Text shown →
Peebles admits (and how easily ‘reluctantly’ can slide into this sentence) that: “Ultimately, the story is a side issue. It did not play a role in the development of the flying saucer myth. The story also does not seem to have been repeated in any later publication.”
So it would seem that Dr. Wood hasn’t much told, avowed, written, broadcast, publicised, disseminated or promulgated the story in all the years after he told it to McDonald in 1968. Could it be he had his doubts? Perhaps it’s shown up in one of the MJ-12 documents so fascinating to him (but which bore me), and he puts faith into it now. But Mr. Peebles wouldn’t think of asking him, would he?
Yes, it would have been virtuous for Dr. Wood to research and deflate the story before passing it to McDonald. It would be virtuous for me to research the Grapefruit Diet before telling you Mr. XYZ says he’s now Mr. X because of it. But do you execrate me for not doing so? Looking-into was McDonald’s forte.

Brief → Write the next part of the passage about Dr. Wood's story and McDonald, picking up after its final sentence.

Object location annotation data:

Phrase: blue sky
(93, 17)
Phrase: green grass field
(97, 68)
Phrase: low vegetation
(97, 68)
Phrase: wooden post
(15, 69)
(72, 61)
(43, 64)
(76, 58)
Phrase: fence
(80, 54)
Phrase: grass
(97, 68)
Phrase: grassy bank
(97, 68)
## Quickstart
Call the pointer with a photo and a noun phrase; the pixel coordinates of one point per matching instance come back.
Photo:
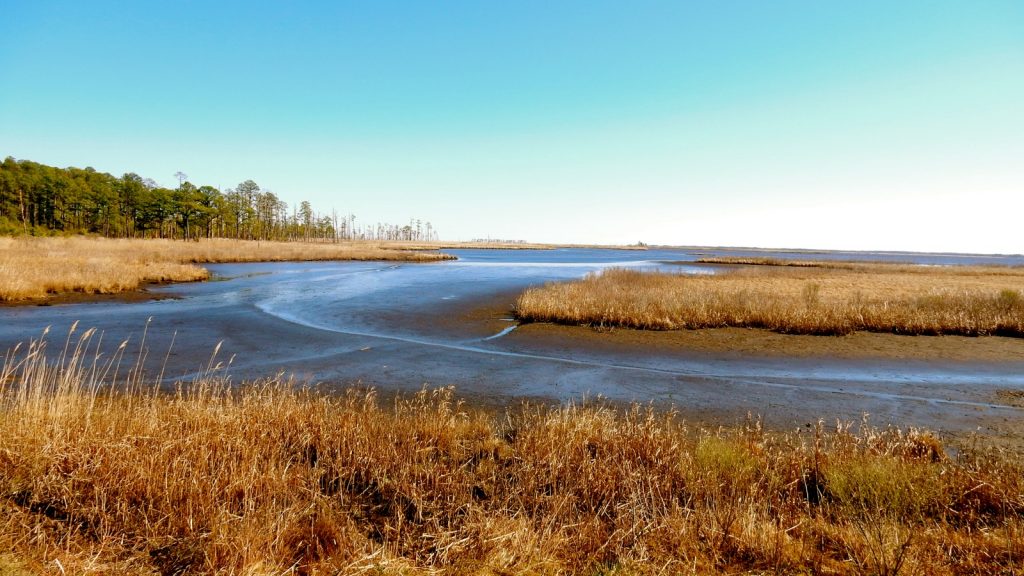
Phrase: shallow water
(400, 326)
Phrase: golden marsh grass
(100, 474)
(804, 299)
(37, 268)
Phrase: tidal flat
(344, 416)
(397, 326)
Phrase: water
(401, 326)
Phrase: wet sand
(712, 377)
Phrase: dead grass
(99, 474)
(38, 268)
(803, 299)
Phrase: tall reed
(37, 268)
(801, 299)
(100, 474)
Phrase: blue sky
(858, 125)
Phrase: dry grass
(38, 268)
(804, 299)
(100, 475)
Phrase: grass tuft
(102, 474)
(33, 269)
(930, 300)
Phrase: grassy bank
(100, 475)
(33, 269)
(801, 299)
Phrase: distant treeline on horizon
(36, 199)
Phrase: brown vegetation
(902, 299)
(103, 475)
(37, 268)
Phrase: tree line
(37, 199)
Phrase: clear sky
(859, 125)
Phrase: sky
(868, 125)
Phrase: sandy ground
(738, 371)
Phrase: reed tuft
(100, 472)
(804, 299)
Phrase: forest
(41, 200)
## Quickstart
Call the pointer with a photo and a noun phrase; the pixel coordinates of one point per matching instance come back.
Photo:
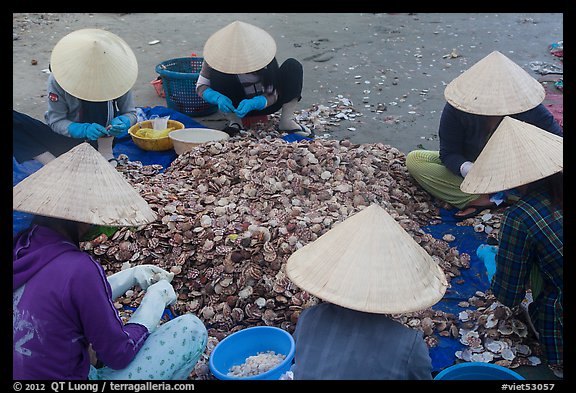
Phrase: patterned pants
(169, 353)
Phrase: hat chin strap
(45, 157)
(105, 147)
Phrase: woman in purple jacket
(63, 302)
(477, 101)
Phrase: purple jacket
(62, 303)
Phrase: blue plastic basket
(478, 371)
(235, 348)
(179, 77)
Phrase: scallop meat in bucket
(187, 138)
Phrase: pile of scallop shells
(492, 333)
(231, 213)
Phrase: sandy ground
(393, 67)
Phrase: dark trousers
(288, 84)
(31, 137)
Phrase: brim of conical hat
(369, 263)
(94, 65)
(82, 186)
(517, 153)
(495, 86)
(239, 48)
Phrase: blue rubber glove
(487, 254)
(213, 97)
(119, 125)
(246, 106)
(91, 131)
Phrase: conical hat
(239, 48)
(517, 153)
(94, 65)
(495, 86)
(82, 186)
(369, 263)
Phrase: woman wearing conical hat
(530, 252)
(89, 98)
(240, 74)
(477, 100)
(63, 301)
(363, 269)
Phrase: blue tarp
(466, 239)
(461, 288)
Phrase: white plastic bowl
(187, 138)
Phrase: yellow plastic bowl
(187, 138)
(158, 144)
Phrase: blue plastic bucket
(478, 371)
(237, 347)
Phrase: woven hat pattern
(80, 185)
(239, 48)
(369, 263)
(494, 86)
(94, 65)
(517, 153)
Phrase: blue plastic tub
(179, 77)
(478, 371)
(237, 347)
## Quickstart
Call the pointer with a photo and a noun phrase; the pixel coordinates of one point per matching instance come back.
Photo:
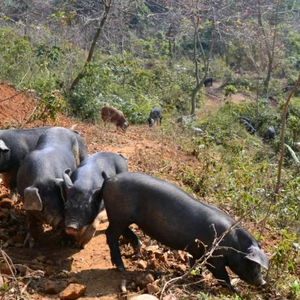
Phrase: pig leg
(217, 268)
(133, 239)
(87, 232)
(33, 230)
(113, 232)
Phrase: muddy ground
(44, 271)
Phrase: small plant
(50, 104)
(229, 90)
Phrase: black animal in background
(155, 116)
(247, 122)
(208, 81)
(270, 135)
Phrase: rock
(152, 288)
(3, 235)
(142, 264)
(6, 203)
(50, 287)
(144, 297)
(41, 258)
(170, 297)
(4, 269)
(164, 257)
(143, 279)
(73, 291)
(180, 256)
(181, 268)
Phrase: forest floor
(45, 270)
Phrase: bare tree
(107, 5)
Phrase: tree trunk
(82, 74)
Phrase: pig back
(162, 210)
(19, 143)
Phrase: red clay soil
(45, 270)
(147, 150)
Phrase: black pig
(155, 116)
(40, 177)
(174, 218)
(208, 81)
(83, 185)
(15, 144)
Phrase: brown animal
(113, 115)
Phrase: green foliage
(50, 104)
(219, 70)
(5, 287)
(16, 56)
(286, 255)
(229, 89)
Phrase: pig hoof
(121, 268)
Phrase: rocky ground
(51, 270)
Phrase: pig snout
(71, 230)
(259, 281)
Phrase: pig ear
(32, 199)
(67, 179)
(257, 255)
(96, 196)
(60, 183)
(3, 147)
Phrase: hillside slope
(147, 150)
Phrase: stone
(144, 297)
(142, 264)
(73, 291)
(50, 287)
(152, 288)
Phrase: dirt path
(147, 150)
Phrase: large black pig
(81, 188)
(174, 218)
(40, 182)
(15, 144)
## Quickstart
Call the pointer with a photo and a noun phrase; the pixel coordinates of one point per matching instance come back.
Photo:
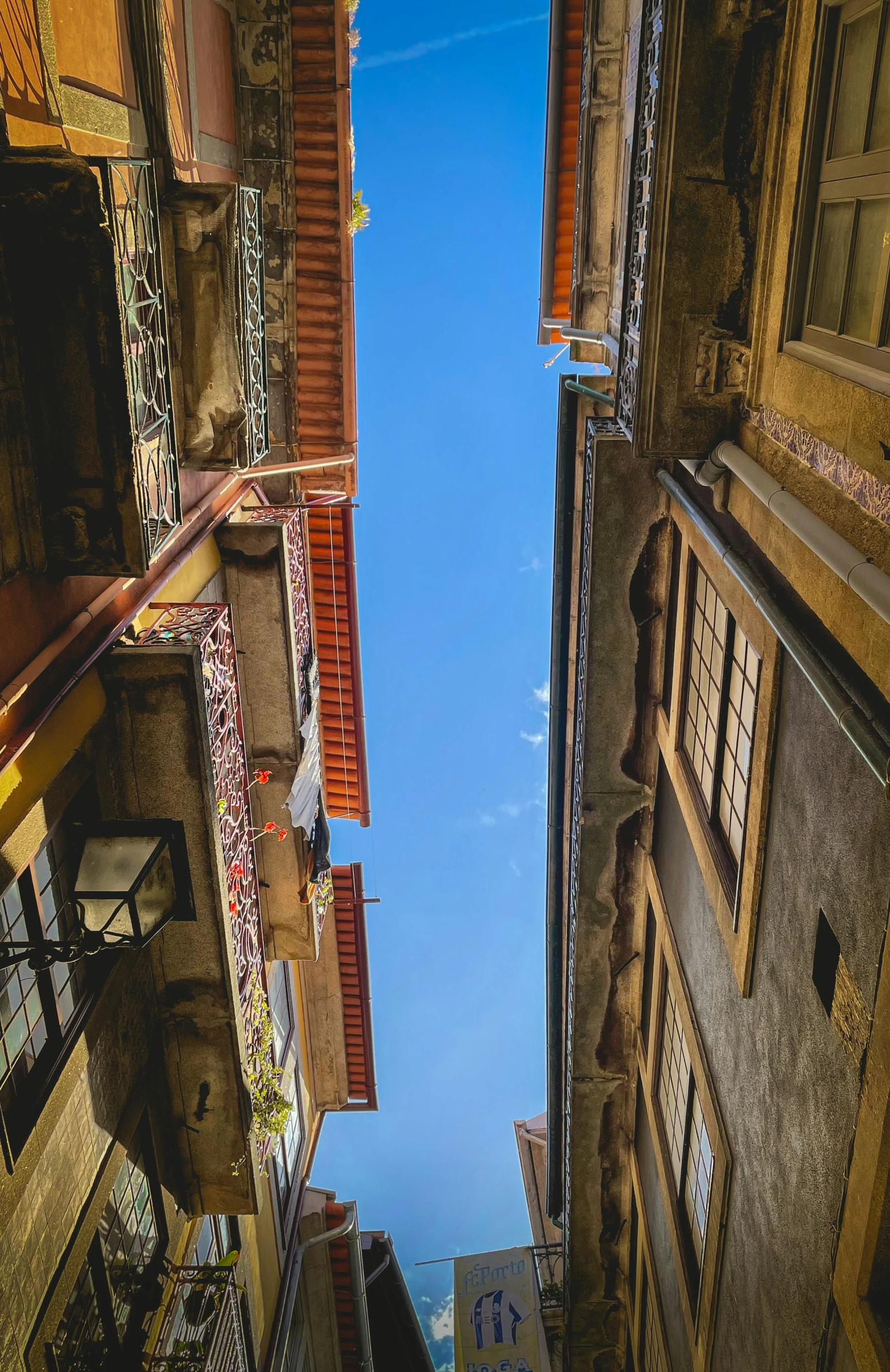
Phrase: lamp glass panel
(155, 899)
(112, 864)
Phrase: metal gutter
(218, 503)
(845, 711)
(560, 640)
(845, 561)
(287, 1289)
(552, 164)
(360, 1298)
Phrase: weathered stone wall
(786, 1081)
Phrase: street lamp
(132, 880)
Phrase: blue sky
(457, 425)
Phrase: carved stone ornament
(722, 364)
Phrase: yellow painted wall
(94, 47)
(55, 743)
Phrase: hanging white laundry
(303, 799)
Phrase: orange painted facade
(335, 615)
(569, 117)
(325, 314)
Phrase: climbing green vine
(271, 1108)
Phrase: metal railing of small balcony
(298, 570)
(209, 629)
(550, 1270)
(131, 203)
(253, 321)
(640, 212)
(202, 1327)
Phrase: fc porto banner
(497, 1316)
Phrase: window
(40, 1012)
(652, 1360)
(214, 1241)
(674, 596)
(719, 718)
(845, 303)
(116, 1289)
(689, 1143)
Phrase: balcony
(213, 248)
(264, 552)
(202, 1327)
(549, 1271)
(178, 751)
(88, 401)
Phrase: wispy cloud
(442, 1320)
(420, 50)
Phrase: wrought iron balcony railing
(131, 203)
(298, 570)
(549, 1270)
(202, 1327)
(209, 629)
(640, 212)
(253, 321)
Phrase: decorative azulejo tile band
(867, 490)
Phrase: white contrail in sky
(420, 50)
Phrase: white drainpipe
(846, 561)
(583, 335)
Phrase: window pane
(880, 136)
(859, 41)
(737, 754)
(705, 679)
(867, 279)
(828, 278)
(206, 1246)
(674, 1083)
(54, 881)
(652, 1349)
(700, 1168)
(78, 1342)
(128, 1235)
(22, 1024)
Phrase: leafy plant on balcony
(271, 1108)
(550, 1293)
(361, 214)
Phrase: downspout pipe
(590, 394)
(845, 711)
(276, 1362)
(846, 561)
(583, 335)
(360, 1299)
(557, 744)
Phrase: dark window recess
(674, 599)
(719, 711)
(119, 1287)
(842, 292)
(633, 1251)
(649, 972)
(826, 962)
(41, 1013)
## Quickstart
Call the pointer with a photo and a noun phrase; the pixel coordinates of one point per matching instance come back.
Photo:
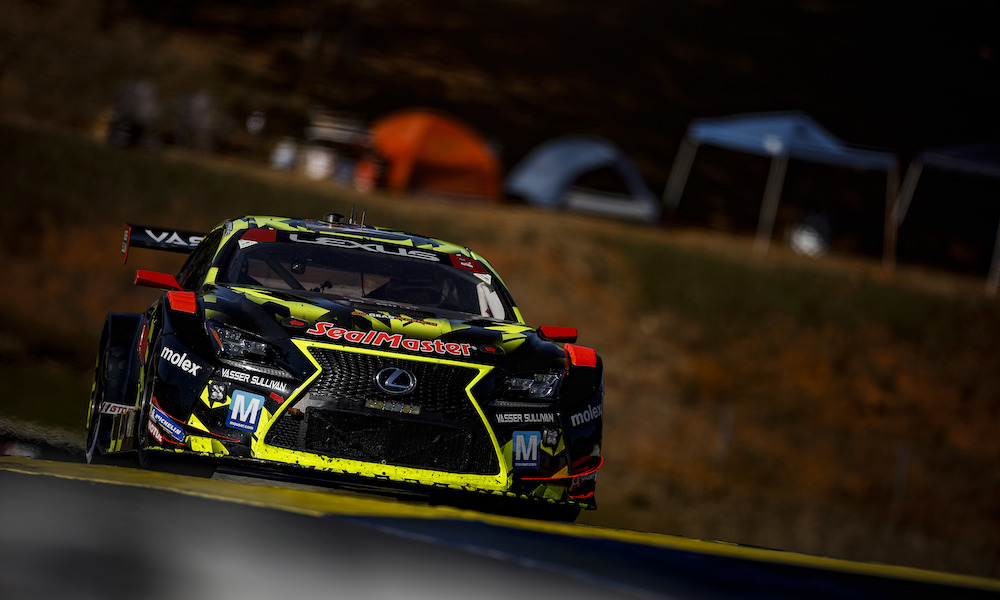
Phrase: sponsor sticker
(244, 411)
(525, 447)
(179, 360)
(217, 392)
(254, 379)
(370, 247)
(110, 408)
(391, 340)
(513, 418)
(154, 431)
(586, 415)
(172, 428)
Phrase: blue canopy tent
(547, 175)
(781, 136)
(980, 159)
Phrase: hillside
(807, 405)
(900, 76)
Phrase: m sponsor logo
(181, 361)
(586, 415)
(525, 449)
(244, 411)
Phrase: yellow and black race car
(331, 348)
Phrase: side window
(192, 274)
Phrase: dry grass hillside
(812, 405)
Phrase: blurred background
(809, 399)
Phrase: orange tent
(430, 151)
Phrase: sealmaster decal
(392, 340)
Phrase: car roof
(341, 229)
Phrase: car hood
(279, 315)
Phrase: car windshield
(380, 273)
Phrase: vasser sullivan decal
(526, 417)
(392, 340)
(252, 379)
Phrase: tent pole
(891, 228)
(679, 172)
(769, 207)
(994, 277)
(906, 191)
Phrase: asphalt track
(71, 530)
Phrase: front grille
(447, 434)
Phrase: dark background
(902, 76)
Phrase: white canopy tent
(781, 136)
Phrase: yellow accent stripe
(499, 482)
(336, 502)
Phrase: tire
(109, 375)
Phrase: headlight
(234, 343)
(540, 385)
(243, 350)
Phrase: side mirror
(563, 335)
(163, 281)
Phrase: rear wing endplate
(158, 238)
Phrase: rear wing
(158, 238)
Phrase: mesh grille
(446, 435)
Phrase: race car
(335, 349)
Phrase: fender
(121, 336)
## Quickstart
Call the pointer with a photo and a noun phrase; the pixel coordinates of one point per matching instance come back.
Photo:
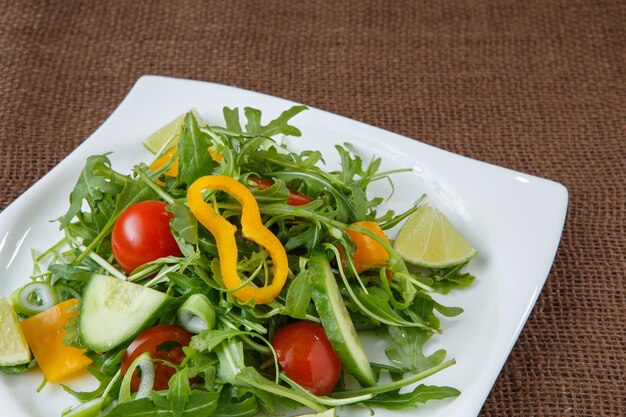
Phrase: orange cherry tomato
(368, 253)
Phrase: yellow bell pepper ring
(44, 333)
(252, 228)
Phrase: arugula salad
(230, 276)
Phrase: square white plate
(514, 220)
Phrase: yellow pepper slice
(44, 333)
(252, 228)
(173, 171)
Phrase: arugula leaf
(407, 352)
(276, 126)
(18, 369)
(231, 117)
(184, 222)
(194, 159)
(209, 339)
(71, 272)
(178, 392)
(247, 407)
(299, 295)
(200, 404)
(94, 183)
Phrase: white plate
(513, 219)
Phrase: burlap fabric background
(536, 86)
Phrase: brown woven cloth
(537, 86)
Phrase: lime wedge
(167, 136)
(13, 347)
(429, 239)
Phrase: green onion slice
(197, 314)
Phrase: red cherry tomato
(164, 343)
(295, 198)
(306, 355)
(142, 234)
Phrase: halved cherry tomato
(164, 343)
(306, 355)
(142, 234)
(295, 198)
(368, 253)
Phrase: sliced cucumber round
(337, 322)
(113, 312)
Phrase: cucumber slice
(337, 322)
(113, 312)
(327, 413)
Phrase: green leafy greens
(231, 370)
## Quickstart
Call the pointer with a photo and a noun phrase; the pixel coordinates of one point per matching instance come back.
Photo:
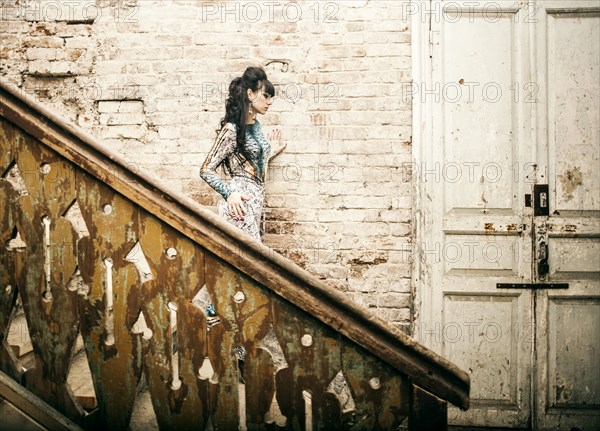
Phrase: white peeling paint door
(505, 97)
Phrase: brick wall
(150, 78)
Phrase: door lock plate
(541, 196)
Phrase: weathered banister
(228, 333)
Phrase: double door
(507, 263)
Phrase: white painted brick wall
(150, 78)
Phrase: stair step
(80, 378)
(11, 418)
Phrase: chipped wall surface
(150, 79)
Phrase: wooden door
(505, 102)
(567, 349)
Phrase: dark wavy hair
(238, 104)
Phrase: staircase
(125, 305)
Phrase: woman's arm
(223, 146)
(277, 144)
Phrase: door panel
(478, 226)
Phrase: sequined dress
(247, 176)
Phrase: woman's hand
(277, 144)
(235, 205)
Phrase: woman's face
(260, 100)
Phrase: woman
(243, 150)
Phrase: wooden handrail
(296, 285)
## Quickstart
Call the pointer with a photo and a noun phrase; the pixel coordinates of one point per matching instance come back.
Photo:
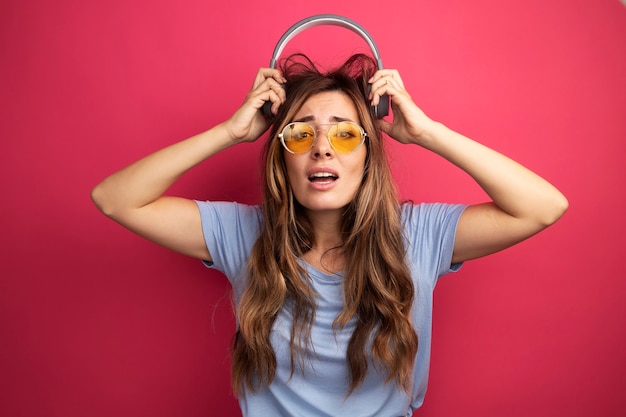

Exercise answer →
Should Ann Druffel have researched? How the hell is she obliged to, before telling us of one small item in a long, complex biography which the man put aside to look into later on? Can we fault McDonald for jotting the few lines Peebles quotes, on a wild but circumstantial and namespecific story, to later look into? Only if the essence of historical method is reception of the received version.
My mother and stepfather [a staunch union man] both told me that poor workmanship and obstructive union work-rules resulted in “lots of liberty ships falling apart in mid-Atlantic,” during World War II. I knew shipyard unions were harshly criticised (we had a box of WWII Reader’s Digests), but I thought the shipping losses had to be mere war rumours. But it’s come out in the last decade that, in the first years of America’s war, the U-boats were much too efficient at sinking U.S. shipping for the good of public morale. So the news media [under coerced voluntary censorship] didn’t mention things like body parts washed up on Atlantic beaches. My parents, who for all I know got it all from the Wood family, were right about the ship-losses, wrong about the causes. And I was not skeptical enough.
The X-15 business is more ambiguous than Mr. Peebles’s
ringing sermon would have it.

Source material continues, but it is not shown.